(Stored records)
####

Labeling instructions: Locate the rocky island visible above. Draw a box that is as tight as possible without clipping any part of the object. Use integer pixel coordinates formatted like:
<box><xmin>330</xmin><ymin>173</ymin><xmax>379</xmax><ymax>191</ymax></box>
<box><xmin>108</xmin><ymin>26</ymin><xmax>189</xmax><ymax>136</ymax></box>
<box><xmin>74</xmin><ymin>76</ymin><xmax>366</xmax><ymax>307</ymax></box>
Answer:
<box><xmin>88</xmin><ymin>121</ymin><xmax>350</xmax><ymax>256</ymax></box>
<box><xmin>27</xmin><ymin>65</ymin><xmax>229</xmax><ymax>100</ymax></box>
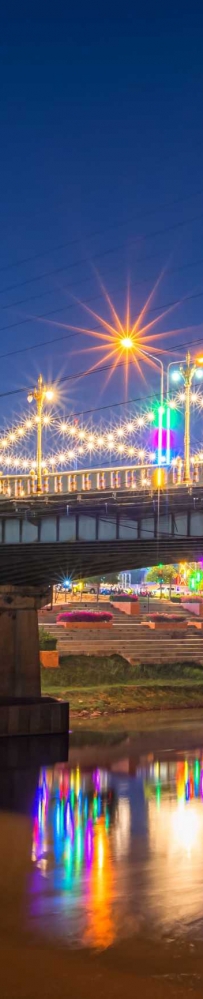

####

Written problem: Pull out every line of the records above word for word, leaving out the pictures.

Written response:
Labeling instructions: Locate the rocky island visible above. Draw a box that is as tight as possible without clipping any part of the object. Use integer pixel coordinates formatted like:
<box><xmin>330</xmin><ymin>173</ymin><xmax>379</xmax><ymax>191</ymax></box>
<box><xmin>108</xmin><ymin>26</ymin><xmax>189</xmax><ymax>136</ymax></box>
<box><xmin>74</xmin><ymin>76</ymin><xmax>366</xmax><ymax>307</ymax></box>
Answer:
<box><xmin>88</xmin><ymin>121</ymin><xmax>350</xmax><ymax>256</ymax></box>
<box><xmin>27</xmin><ymin>65</ymin><xmax>229</xmax><ymax>100</ymax></box>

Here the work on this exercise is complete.